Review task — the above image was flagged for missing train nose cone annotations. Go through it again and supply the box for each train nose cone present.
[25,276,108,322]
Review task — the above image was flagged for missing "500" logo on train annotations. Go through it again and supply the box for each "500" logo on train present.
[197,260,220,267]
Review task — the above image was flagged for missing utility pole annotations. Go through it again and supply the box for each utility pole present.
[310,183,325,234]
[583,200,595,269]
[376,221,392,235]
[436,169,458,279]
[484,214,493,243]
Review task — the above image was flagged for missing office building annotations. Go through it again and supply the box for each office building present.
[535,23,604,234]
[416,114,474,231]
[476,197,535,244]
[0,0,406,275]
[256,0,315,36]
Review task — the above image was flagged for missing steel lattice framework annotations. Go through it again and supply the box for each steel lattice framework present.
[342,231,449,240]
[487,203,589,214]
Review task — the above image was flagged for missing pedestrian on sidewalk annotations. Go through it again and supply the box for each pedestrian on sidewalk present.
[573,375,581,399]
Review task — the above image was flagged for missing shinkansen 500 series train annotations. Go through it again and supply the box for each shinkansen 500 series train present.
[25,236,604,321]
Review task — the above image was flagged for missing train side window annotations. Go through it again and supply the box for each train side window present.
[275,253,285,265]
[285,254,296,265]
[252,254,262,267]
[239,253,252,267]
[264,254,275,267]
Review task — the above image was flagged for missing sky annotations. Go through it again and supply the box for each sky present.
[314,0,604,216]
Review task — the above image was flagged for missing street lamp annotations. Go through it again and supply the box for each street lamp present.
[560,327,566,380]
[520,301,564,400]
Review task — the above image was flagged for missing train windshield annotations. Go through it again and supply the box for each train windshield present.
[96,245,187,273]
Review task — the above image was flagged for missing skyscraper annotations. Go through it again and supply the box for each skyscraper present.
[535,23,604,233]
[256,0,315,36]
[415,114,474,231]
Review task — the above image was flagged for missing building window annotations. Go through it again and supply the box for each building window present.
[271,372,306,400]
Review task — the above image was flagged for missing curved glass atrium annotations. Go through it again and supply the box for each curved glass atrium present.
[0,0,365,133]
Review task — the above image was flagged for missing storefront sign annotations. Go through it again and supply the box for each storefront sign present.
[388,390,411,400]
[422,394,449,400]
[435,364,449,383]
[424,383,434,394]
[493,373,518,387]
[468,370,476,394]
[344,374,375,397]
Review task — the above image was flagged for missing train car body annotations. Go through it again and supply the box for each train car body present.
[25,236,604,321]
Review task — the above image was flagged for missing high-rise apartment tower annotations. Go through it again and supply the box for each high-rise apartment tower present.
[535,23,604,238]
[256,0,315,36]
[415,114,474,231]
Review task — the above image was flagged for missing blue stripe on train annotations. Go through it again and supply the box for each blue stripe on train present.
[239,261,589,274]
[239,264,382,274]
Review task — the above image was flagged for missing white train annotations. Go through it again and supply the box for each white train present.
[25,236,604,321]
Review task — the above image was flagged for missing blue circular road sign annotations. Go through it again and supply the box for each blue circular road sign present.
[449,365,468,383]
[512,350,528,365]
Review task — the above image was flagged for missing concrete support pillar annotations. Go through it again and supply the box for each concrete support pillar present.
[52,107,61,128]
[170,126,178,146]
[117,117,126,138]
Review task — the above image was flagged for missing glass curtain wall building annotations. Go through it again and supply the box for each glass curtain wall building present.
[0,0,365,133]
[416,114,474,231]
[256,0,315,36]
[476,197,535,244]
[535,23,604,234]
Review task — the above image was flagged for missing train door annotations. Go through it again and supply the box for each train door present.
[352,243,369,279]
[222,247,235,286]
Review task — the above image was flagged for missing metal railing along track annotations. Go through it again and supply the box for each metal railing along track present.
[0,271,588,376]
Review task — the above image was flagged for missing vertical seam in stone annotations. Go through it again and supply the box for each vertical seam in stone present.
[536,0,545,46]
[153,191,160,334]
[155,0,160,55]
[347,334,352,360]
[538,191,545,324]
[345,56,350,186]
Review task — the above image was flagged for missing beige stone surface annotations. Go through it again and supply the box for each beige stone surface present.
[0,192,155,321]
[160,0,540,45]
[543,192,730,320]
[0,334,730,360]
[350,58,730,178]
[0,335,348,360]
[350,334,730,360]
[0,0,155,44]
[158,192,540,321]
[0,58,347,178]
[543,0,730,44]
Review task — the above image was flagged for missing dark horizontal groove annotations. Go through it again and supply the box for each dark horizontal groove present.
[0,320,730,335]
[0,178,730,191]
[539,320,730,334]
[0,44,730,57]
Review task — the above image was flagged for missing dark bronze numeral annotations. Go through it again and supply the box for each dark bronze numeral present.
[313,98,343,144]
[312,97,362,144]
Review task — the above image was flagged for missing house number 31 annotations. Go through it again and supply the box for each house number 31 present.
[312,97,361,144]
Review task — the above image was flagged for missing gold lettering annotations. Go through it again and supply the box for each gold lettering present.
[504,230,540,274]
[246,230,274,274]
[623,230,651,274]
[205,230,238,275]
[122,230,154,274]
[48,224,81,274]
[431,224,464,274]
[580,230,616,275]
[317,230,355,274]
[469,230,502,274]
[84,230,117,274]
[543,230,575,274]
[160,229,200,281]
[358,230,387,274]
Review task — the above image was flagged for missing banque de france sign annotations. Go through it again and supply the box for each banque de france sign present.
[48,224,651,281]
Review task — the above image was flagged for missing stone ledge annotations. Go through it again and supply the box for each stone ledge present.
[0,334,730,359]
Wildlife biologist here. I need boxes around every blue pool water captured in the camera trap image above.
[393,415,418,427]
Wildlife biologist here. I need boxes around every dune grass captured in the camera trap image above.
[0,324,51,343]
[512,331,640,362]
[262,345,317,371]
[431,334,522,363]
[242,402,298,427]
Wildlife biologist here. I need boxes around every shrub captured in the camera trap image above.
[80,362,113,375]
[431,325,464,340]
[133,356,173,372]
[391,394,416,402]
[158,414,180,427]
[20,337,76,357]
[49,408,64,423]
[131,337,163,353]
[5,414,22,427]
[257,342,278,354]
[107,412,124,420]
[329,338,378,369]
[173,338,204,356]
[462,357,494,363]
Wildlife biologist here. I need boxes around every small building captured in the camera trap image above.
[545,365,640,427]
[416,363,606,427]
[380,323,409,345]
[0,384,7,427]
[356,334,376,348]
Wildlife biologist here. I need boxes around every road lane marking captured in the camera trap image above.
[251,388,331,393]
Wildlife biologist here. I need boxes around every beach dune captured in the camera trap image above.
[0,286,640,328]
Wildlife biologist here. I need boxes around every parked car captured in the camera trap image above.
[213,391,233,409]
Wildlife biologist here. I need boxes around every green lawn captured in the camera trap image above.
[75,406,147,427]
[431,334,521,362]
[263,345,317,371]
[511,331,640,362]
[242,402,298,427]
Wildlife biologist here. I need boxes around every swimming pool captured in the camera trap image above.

◆ ◆ ◆ ◆

EXERCISE DESCRIPTION -
Please express all the rows above as a Markdown table with two columns, Number and Line, giving each line its number and leaving out blank lines.

ANSWER TO THE EXERCISE -
| Number | Line |
|---|---|
| 1 | Review task — the above image was flagged for missing train nose cone annotations. Go through it again and supply the box for each train nose cone present. |
| 2 | [25,276,108,322] |
| 3 | Review task — the above image was flagged for missing "500" logo on train annotations. Go through it again and supply the box for each "500" logo on train present. |
| 4 | [197,260,220,267] |
| 5 | Review task — the above image was flagged for missing utility pole annotations. Go through it again and supply the box for each utility pole present. |
| 6 | [310,183,325,234] |
| 7 | [583,200,595,269] |
| 8 | [376,221,392,235] |
| 9 | [436,169,458,279] |
| 10 | [484,214,493,243] |
| 11 | Review task — the above image was flagged for missing office building annotations. Go through it again and supply the box for each office building present. |
| 12 | [535,23,604,234] |
| 13 | [416,114,474,231] |
| 14 | [476,197,535,244] |
| 15 | [0,0,406,275] |
| 16 | [256,0,315,36] |
| 17 | Review task — the above image was flagged for missing steel lattice framework annotations. Go through it again and supply the box for each steel lattice framework present. |
| 18 | [342,231,449,240] |
| 19 | [487,203,589,214] |
| 20 | Review task — the above image was flagged for missing pedestrian on sidewalk annotations. Go through it again and supply the box for each pedestrian on sidewalk present. |
| 21 | [573,375,581,399] |
| 22 | Review task — the above image was flagged for missing shinkansen 500 series train annotations. Go through it again and supply the box for each shinkansen 500 series train present. |
| 23 | [25,236,604,321] |
| 24 | Review task — the above image was flagged for missing train side window annotations. Go through it again and supply the box for each train side window present. |
| 25 | [275,253,285,265] |
| 26 | [285,254,296,265] |
| 27 | [252,254,262,267] |
| 28 | [239,253,252,267] |
| 29 | [264,254,275,267] |
| 30 | Review task — the above image was flagged for missing sky annotations. Go through it again and supply the box for each sky present. |
| 31 | [314,0,604,216] |
| 32 | Review task — the above image was flagged for missing street lamp annotations. Go through it again and supply the box for each street lamp present. |
| 33 | [560,327,566,380] |
| 34 | [520,301,564,400] |
| 35 | Review task — the above image was flagged for missing train windshield annotations. Go through it again and supply the box for each train windshield present. |
| 36 | [96,245,187,273] |
| 37 | Review task — the above image was flagged for missing skyscraper annotations. Go through it again and supply the box for each skyscraper present. |
| 38 | [535,23,604,233] |
| 39 | [256,0,315,36] |
| 40 | [415,114,474,231] |
| 41 | Review task — the above image was flagged for missing building window annotations. Go through it again and supply the box for each building window present. |
| 42 | [271,372,306,400] |
| 43 | Review task — the above image was flagged for missing curved glass atrium annotations. Go through it again and supply the box for each curved glass atrium present. |
| 44 | [0,0,365,133] |
| 45 | Review task — the above image was flagged for missing storefront sign annotations. Go through it again and supply the box for each storefront sign present. |
| 46 | [388,390,411,400] |
| 47 | [422,394,449,400] |
| 48 | [435,364,449,383] |
| 49 | [424,383,434,394] |
| 50 | [493,373,518,387] |
| 51 | [468,370,476,394] |
| 52 | [344,374,375,397] |
| 53 | Review task — the above image was flagged for missing train car body annotations. Go through it again and supply the box for each train car body present. |
| 54 | [25,236,604,321] |
| 55 | Review task — the above image was flagged for missing high-rise apartment tower annotations. Go through it again and supply the box for each high-rise apartment tower present. |
| 56 | [535,23,604,238] |
| 57 | [256,0,315,36] |
| 58 | [415,114,474,231] |
| 59 | Review task — the above image was flagged for missing blue stripe on train annotations. Go through it again and supply the box for each blue stripe on train present. |
| 60 | [239,261,589,274] |
| 61 | [239,264,382,274] |
| 62 | Review task — the above image was flagged for missing white train annotations. Go through it again and supply the box for each white train present. |
| 63 | [25,236,604,321] |
| 64 | Review task — the above image was flagged for missing blue circular road sign annotations. Go through it again and supply the box for each blue circular road sign present. |
| 65 | [449,365,468,383] |
| 66 | [512,350,528,365] |
| 67 | Review task — the above image was flagged for missing concrete support pillar annotations. Go through it again and supply the box for each concrete support pillar present. |
| 68 | [52,107,61,128] |
| 69 | [170,126,178,146] |
| 70 | [117,117,126,138] |
| 71 | Review task — the above image was flagged for missing glass curtain wall building annotations. Go through it again and supply the box for each glass curtain wall building present. |
| 72 | [0,0,365,133] |
| 73 | [416,114,474,231] |
| 74 | [256,0,315,36] |
| 75 | [476,197,535,244] |
| 76 | [535,23,604,234] |
| 77 | Review task — the above image was flagged for missing train door annotations. Go through it again and supply the box for each train door present. |
| 78 | [352,243,369,279] |
| 79 | [222,247,235,286] |
| 80 | Review task — the above image was flagged for missing metal railing along track annotations. Go through it again and supply the box for each metal railing along track present. |
| 81 | [0,271,588,376] |
| 82 | Review task — the above image was flagged for missing vertical seam in stone annotations. Go through it again and supply the box for each vertical seam in stone present. |
| 83 | [536,0,545,46] |
| 84 | [153,191,160,334] |
| 85 | [155,0,160,55] |
| 86 | [347,334,352,360] |
| 87 | [538,191,545,324] |
| 88 | [345,56,350,186] |
| 89 | Review task — the above image was flagged for missing beige stone surface annotations. Go through it again and supply the box for each beige stone surface present. |
| 90 | [0,192,155,321] |
| 91 | [160,0,540,45] |
| 92 | [543,192,730,320] |
| 93 | [0,334,730,360] |
| 94 | [350,58,730,178] |
| 95 | [0,335,348,360] |
| 96 | [350,334,730,360] |
| 97 | [0,0,155,44] |
| 98 | [158,192,540,321] |
| 99 | [0,58,347,178] |
| 100 | [543,0,730,44] |
| 101 | Review task — the above image was flagged for missing dark horizontal groove annotations. Go through it again and supply the box for each dark horizontal groove present. |
| 102 | [0,320,730,335] |
| 103 | [0,178,730,191] |
| 104 | [539,320,730,334] |
| 105 | [0,44,730,57] |
| 106 | Review task — the above image was flagged for missing dark bronze numeral annotations. Go through it again and supply the box for each dark bronze numeral present. |
| 107 | [313,98,343,144] |
| 108 | [312,97,362,144] |
| 109 | Review task — the above image was flagged for missing house number 31 annotations. Go through it again and supply the box for each house number 31 present. |
| 110 | [312,97,361,144] |
| 111 | Review task — the above image was flagged for missing gold lettering annotations. Go through it again and supply the box for each gold lettering present. |
| 112 | [504,230,540,274] |
| 113 | [246,230,274,274] |
| 114 | [623,230,651,274] |
| 115 | [205,230,238,275] |
| 116 | [122,230,154,274] |
| 117 | [48,224,81,274] |
| 118 | [431,224,464,274] |
| 119 | [580,230,616,275] |
| 120 | [317,230,355,274] |
| 121 | [469,230,502,274] |
| 122 | [84,230,117,274] |
| 123 | [543,230,575,274] |
| 124 | [160,229,200,281] |
| 125 | [358,230,387,274] |
| 126 | Review task — the above image was flagged for missing banque de france sign annotations. Go through it again and supply the box for each banque de france sign present. |
| 127 | [48,224,651,281] |
| 128 | Review task — the above image was flagged for missing stone ledge annotations. Go through it again and supply the box for each stone ledge present. |
| 129 | [0,334,730,359] |
| 130 | Wildlife biologist here. I need boxes around every blue pool water captured in the camera trap image above. |
| 131 | [393,415,418,427] |
| 132 | Wildlife biologist here. I need boxes around every dune grass captured in the camera trap image above. |
| 133 | [0,324,51,343] |
| 134 | [512,331,640,362] |
| 135 | [262,345,317,371] |
| 136 | [431,334,522,363] |
| 137 | [242,402,298,427] |
| 138 | Wildlife biologist here. I need boxes around every shrub captured in the camera trap image above. |
| 139 | [80,362,113,375] |
| 140 | [431,325,464,340] |
| 141 | [133,356,173,372] |
| 142 | [391,394,416,402] |
| 143 | [158,414,180,427] |
| 144 | [20,337,76,357] |
| 145 | [49,408,64,423] |
| 146 | [131,337,163,353] |
| 147 | [5,414,22,427] |
| 148 | [257,342,278,354] |
| 149 | [107,412,124,420] |
| 150 | [329,338,378,369] |
| 151 | [173,338,204,356] |
| 152 | [462,357,494,363] |
| 153 | Wildlife biologist here. I need boxes around every small building captured in the camera trap image above. |
| 154 | [545,365,640,427] |
| 155 | [416,363,606,427] |
| 156 | [380,323,409,345] |
| 157 | [0,384,7,427] |
| 158 | [356,334,376,348] |
| 159 | Wildlife biologist here. I need boxes around every road lane marking captured in the camera trap image above. |
| 160 | [251,388,331,393] |
| 161 | Wildlife biologist here. I need boxes around every beach dune captured in the camera trap image above. |
| 162 | [0,286,640,328] |
| 163 | Wildlife biologist here. I need boxes around every parked car captured in the camera trap image above. |
| 164 | [213,391,233,409] |
| 165 | Wildlife biologist here. I need boxes around every green lawn captured in the camera trap image above. |
| 166 | [75,406,147,427] |
| 167 | [431,334,521,362] |
| 168 | [263,345,317,371] |
| 169 | [511,331,640,362] |
| 170 | [242,402,298,427] |
| 171 | Wildlife biologist here. I need boxes around every swimming pool captured in the camera trap image above. |